#### Stored data
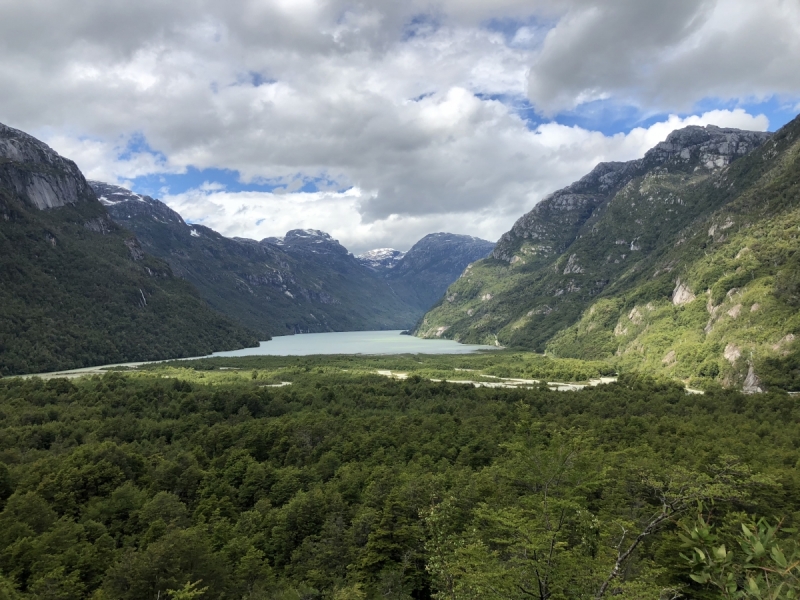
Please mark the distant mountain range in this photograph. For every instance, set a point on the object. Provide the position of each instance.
(78, 290)
(421, 275)
(302, 282)
(684, 262)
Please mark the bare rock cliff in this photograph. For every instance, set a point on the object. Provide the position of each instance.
(37, 173)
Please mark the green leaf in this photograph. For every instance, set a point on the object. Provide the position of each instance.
(778, 557)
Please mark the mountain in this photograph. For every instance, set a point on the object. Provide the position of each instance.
(421, 276)
(303, 282)
(683, 262)
(380, 258)
(78, 290)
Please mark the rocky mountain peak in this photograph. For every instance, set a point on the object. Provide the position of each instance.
(380, 258)
(37, 173)
(553, 223)
(308, 240)
(123, 204)
(711, 146)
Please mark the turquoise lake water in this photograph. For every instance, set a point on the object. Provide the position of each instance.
(354, 342)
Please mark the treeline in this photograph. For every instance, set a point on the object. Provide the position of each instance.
(74, 297)
(347, 485)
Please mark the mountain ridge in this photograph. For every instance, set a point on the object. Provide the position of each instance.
(594, 265)
(77, 290)
(304, 281)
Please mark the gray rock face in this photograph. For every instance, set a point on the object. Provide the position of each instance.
(124, 204)
(554, 222)
(710, 146)
(381, 258)
(37, 173)
(752, 383)
(423, 275)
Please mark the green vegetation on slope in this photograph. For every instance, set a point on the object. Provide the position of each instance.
(309, 283)
(669, 230)
(350, 485)
(76, 290)
(741, 264)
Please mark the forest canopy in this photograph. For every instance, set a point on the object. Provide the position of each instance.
(316, 478)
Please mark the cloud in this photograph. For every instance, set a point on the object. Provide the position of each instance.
(420, 106)
(541, 161)
(667, 56)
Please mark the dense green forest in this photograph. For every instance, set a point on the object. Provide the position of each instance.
(76, 291)
(290, 478)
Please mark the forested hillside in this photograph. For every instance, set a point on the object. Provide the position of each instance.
(77, 290)
(301, 283)
(684, 262)
(348, 485)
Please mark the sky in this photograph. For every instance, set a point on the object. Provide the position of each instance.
(381, 121)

#### Goal
Copy every entry above word for word, leaving out the picture.

#### Answer for the task
Please mark the distant mountain range in this photograph. For every instance, set a point on the object. Provide the position of each instance.
(78, 290)
(421, 275)
(302, 282)
(684, 262)
Please mark the bare rock cliff in this photograph. For every instance, set a point on the object. Provide the position of each instance.
(37, 173)
Please mark the green leaf in this photograph. For every instance, set a point on the object. Provide the position of each instance.
(778, 557)
Please mark the mountain in this photograph. For every instance, set a point on the object. Provide the position of each instance.
(421, 276)
(303, 282)
(683, 262)
(380, 258)
(78, 290)
Please mark the rocky mountain peak in this photograph. For every instance, set a point on the object. Provide the position of each instance.
(380, 258)
(37, 173)
(553, 223)
(308, 240)
(123, 204)
(711, 146)
Please mark the turquoise lake water in this photograph. For every instance, set a point on the object. Provide the position of each instance.
(354, 342)
Please mark the treeline in this photograph. For every instance, set a point on the object. Provide the position of each instance.
(74, 297)
(347, 485)
Please mark the mountain ridge in this photograph. For every instance, set a point on the object. Provide the position of each instance.
(594, 265)
(77, 290)
(304, 281)
Please mark the gray rock face in this photograph. For every instance, set a point on the object. Provide the position of each instance.
(124, 204)
(554, 222)
(710, 146)
(381, 258)
(37, 173)
(752, 383)
(423, 275)
Please mark the green vegetation on slope in this photograph. For every instance, set a point on the object. Provide the position of each instance.
(309, 283)
(669, 230)
(350, 485)
(76, 290)
(741, 264)
Please mark the forest canopy in this photograph. For every instance, set a point on the object. Provide the position of each instance.
(316, 478)
Please mark the cloud in this photograph. For every instance, set a point on the object. Provide the position of each instance.
(420, 106)
(541, 161)
(667, 56)
Please mark the dense green forest in this photograph. For every instance, set a point on the object. Provide the position of each instance.
(76, 291)
(290, 478)
Please mark the forested hillside in this photograph. For every instance, set a point on the object. Provide the position of each instance.
(77, 290)
(301, 283)
(684, 262)
(348, 485)
Please mark the sky in this photograph. For every instance, set a point on the object. Provide the position of each instance.
(381, 121)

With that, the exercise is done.